**PAGE TEXT:**
+-------+

You can include both text and code to execute. It is a convenient tool for reproducible and dynamic reports with R! With R Markdown, you are able to:

  1. Keep an eye on text (the paper) AND the source code. These computational steps are essential to ensure computational reproducibility.
  2. Conduct the entire analysis pipeline in an R Markdown document: data (pre-)processing, analysis, outputs, visualization.
  3. Apply a formatting syntax that is part of the R ecosystem and supports LaTeX.
  4. Combine text written in Markdown and source code written in R (and other languages).
  5. Easily share R Markdown documents with colleagues, as supplemental material, or as the paper under review. Thanks to the package knitr, others can execute the document with a single click and receive, for example, HTML or PDF renderings.
  6. Get figures automatically updated if you change the underlying parameters in the code. The error-prone task of exporting figures and uploading the right figure version to another platform is thus not needed anymore.
  7. Since Markdown is a text-based format, you can also use versioning control with Git.
  8. If you do not make any changes to the document after creating the output document, you can be sure that the paper was executable at least at the time of submission.
  9. Refer to the corresponding code lines in the methodology section making it unnecessary to use pseudocode, high-level textual descriptions, or just too many words to describe the computational analysis.
  10. Use packages such as rticles to use templates from publishers and create submission-ready documents.

Some Real-world Applications

Finally, three real-world examples that motivated the authors of this lesson to value and use R Markdown:

  1. In the early days of the COVID-19 pandemic ecologist Chris Lortie quickly put together a simple but compelling COVID trends page. The ease with which he created his plots is a testament to the power of R as a data analysis environment, but the ease with which he was able to publish a page on the web is a testament to R Markdown and Github as a publishing environment. Notice that he did not have to: create plots in a tool and then export the plots as images; write any HTML; embed plot images in HTML; or create a site under Wordpress or other web hosting service. Instead, he directly published his R code as he wrote it, and using Github, made it appear on the web with a button click.

+-------+

**QUESTIONS:**
- a) In the R Markdown text, which package lets others execute a document with a single click?
- b) List every task that the R Markdown text says Chris Lortie did not have to do to publish his COVID trends page.
- c) Write a continuation of the R Markdown text, starting after its final sentence.

**PROVIDED RECORDS:**

+-------+

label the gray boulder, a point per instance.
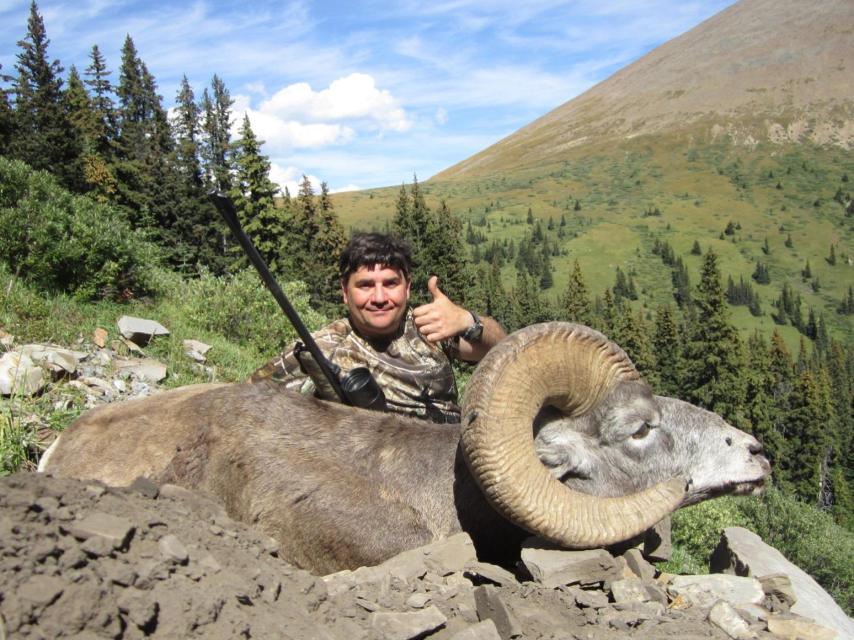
(139, 330)
(742, 552)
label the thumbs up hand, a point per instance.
(440, 319)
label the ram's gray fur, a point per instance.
(342, 487)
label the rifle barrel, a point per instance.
(226, 209)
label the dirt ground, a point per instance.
(81, 560)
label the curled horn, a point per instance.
(571, 367)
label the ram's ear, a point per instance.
(565, 453)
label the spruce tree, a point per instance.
(102, 92)
(574, 305)
(714, 361)
(667, 345)
(254, 194)
(444, 253)
(329, 243)
(43, 136)
(216, 125)
(759, 392)
(635, 341)
(7, 122)
(83, 129)
(802, 470)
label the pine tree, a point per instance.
(328, 244)
(803, 469)
(216, 125)
(527, 307)
(186, 127)
(7, 121)
(445, 255)
(714, 361)
(411, 222)
(681, 283)
(254, 197)
(102, 92)
(759, 391)
(42, 132)
(83, 130)
(666, 345)
(635, 341)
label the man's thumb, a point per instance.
(433, 287)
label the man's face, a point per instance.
(376, 297)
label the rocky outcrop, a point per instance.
(80, 559)
(743, 553)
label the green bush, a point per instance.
(236, 307)
(62, 243)
(804, 534)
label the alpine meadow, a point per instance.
(695, 207)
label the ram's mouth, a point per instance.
(741, 488)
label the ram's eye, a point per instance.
(642, 432)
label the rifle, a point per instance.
(358, 388)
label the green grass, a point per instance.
(698, 188)
(236, 316)
(807, 536)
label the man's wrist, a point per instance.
(474, 333)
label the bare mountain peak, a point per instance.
(778, 70)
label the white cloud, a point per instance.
(297, 117)
(353, 97)
(291, 177)
(347, 187)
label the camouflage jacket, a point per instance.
(415, 376)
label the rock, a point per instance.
(588, 599)
(450, 555)
(173, 549)
(140, 330)
(104, 525)
(705, 591)
(54, 358)
(553, 567)
(490, 606)
(778, 589)
(144, 369)
(417, 600)
(638, 564)
(657, 545)
(742, 552)
(631, 590)
(490, 572)
(790, 626)
(99, 337)
(726, 618)
(406, 626)
(196, 350)
(19, 375)
(481, 631)
(40, 591)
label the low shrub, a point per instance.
(63, 243)
(805, 535)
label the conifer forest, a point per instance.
(100, 185)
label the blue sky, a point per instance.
(364, 94)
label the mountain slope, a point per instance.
(778, 70)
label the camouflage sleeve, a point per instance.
(285, 368)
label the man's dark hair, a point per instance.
(369, 249)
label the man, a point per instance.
(408, 351)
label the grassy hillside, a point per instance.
(771, 191)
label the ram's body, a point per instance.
(341, 487)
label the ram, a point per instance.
(559, 437)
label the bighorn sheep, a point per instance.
(341, 487)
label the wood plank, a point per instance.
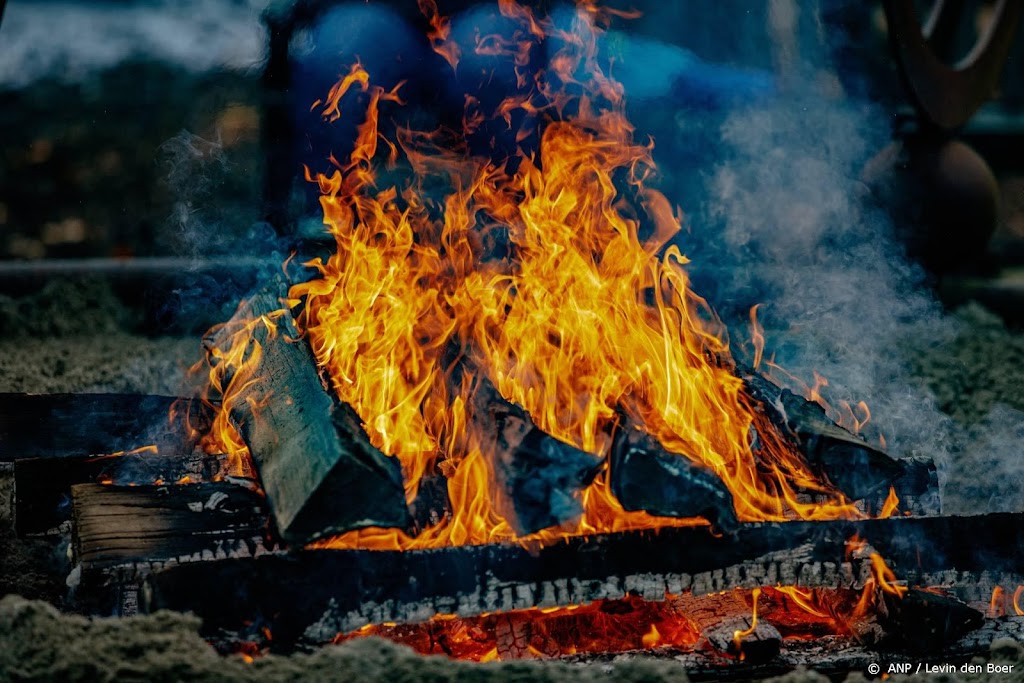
(321, 473)
(853, 466)
(719, 616)
(121, 534)
(312, 596)
(541, 476)
(42, 485)
(645, 476)
(81, 424)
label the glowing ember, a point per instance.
(737, 636)
(548, 273)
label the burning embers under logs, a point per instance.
(504, 347)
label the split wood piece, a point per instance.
(541, 475)
(121, 534)
(719, 617)
(926, 622)
(919, 621)
(645, 476)
(321, 473)
(42, 485)
(847, 461)
(432, 503)
(313, 596)
(80, 424)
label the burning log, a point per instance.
(321, 473)
(541, 475)
(726, 623)
(42, 485)
(645, 476)
(68, 425)
(312, 596)
(853, 466)
(121, 534)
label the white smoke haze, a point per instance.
(783, 220)
(71, 41)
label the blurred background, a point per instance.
(150, 174)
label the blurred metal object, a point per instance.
(945, 95)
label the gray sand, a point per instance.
(37, 643)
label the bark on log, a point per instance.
(321, 473)
(541, 475)
(69, 425)
(645, 476)
(42, 485)
(122, 534)
(720, 616)
(312, 596)
(852, 465)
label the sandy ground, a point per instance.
(40, 644)
(76, 337)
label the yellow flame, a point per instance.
(737, 636)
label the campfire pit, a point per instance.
(498, 423)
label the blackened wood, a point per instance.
(314, 595)
(124, 524)
(121, 534)
(42, 485)
(82, 424)
(541, 475)
(832, 656)
(322, 474)
(847, 461)
(926, 622)
(431, 504)
(720, 616)
(645, 476)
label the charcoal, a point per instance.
(541, 475)
(852, 465)
(321, 473)
(645, 476)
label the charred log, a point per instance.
(719, 617)
(541, 475)
(847, 461)
(927, 622)
(42, 485)
(121, 534)
(312, 596)
(645, 476)
(321, 473)
(69, 425)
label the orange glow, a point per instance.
(652, 638)
(804, 599)
(997, 604)
(737, 636)
(550, 274)
(885, 577)
(605, 626)
(588, 318)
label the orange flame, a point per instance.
(737, 636)
(549, 274)
(997, 604)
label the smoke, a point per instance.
(778, 216)
(785, 222)
(70, 41)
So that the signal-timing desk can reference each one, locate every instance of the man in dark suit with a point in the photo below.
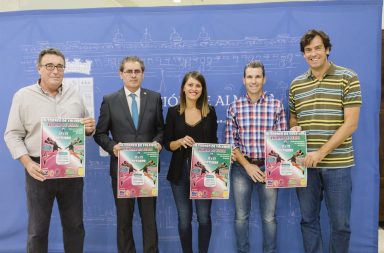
(131, 114)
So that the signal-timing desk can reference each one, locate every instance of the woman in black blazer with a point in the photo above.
(193, 120)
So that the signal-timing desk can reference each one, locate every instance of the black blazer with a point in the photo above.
(115, 123)
(175, 129)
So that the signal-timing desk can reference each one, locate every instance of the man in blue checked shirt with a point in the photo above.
(247, 120)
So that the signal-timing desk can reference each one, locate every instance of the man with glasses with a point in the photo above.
(325, 102)
(131, 114)
(49, 97)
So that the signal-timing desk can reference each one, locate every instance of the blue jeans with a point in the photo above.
(336, 185)
(184, 209)
(242, 186)
(40, 198)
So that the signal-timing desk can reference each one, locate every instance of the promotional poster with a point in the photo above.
(210, 167)
(137, 174)
(62, 152)
(285, 152)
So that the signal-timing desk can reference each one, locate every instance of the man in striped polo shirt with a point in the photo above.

+-------+

**ANSWERS FOR THE TASKS:**
- a) knitr

- b)
- Create plots in a tool and then export the plots as images
- Write any HTML
- Embed plot images in HTML
- Create a site under Wordpress or other web hosting service

- c)
  2. One of us wanted to create a short document that included some math formulas. The LaTeX document preparation can be used for this, but it is difficult to use and is overkill for just a few formulas in otherwise plain text. R Markdown lets you use just the best part of LaTeX—math formatting—while letting you write your text in a user-friendly way.

  3. In this lesson we will be constructing a scientific paper that is based on an actual Nature publication and attendant survey and data. In trying to recreate the plots the original authors created, we found it difficult and time-consuming to figure out exactly how the authors created their plots. Out of the many columns in their data, many with similar-sounding names, which did they use? How did they handle missing data? Exactly what operations did they perform to compute aggregate values? How much easier it would have been if they had published the code they used along with their paper. R Markdown allows you to do this.

Our goal is that by the end of this workshop you will be able to create a reproducible report applying R Markdown and Knitr to publish a paper such as this example. This template is used exclusively for instruction purposes and is based on short and adapted version of the following academic paper:

Knudtson, K. L., Carnahan, R. H., Hegstad-Davies, R. L., Fisher, N. C., Hicks, B., Lopez, P. A., ... & Sol-Church, K. (2019). Survey on scientific shared resource rigor and reproducibility. Journal of biomolecular techniques: JBT, 30(3), 36. doi: doi: 10.7171/jbt.19-3003-001

Key Points

  • Reproducible research is key for scientific advancement.

  • R Markdown can help you to organize, have better control over and produce reproducible research.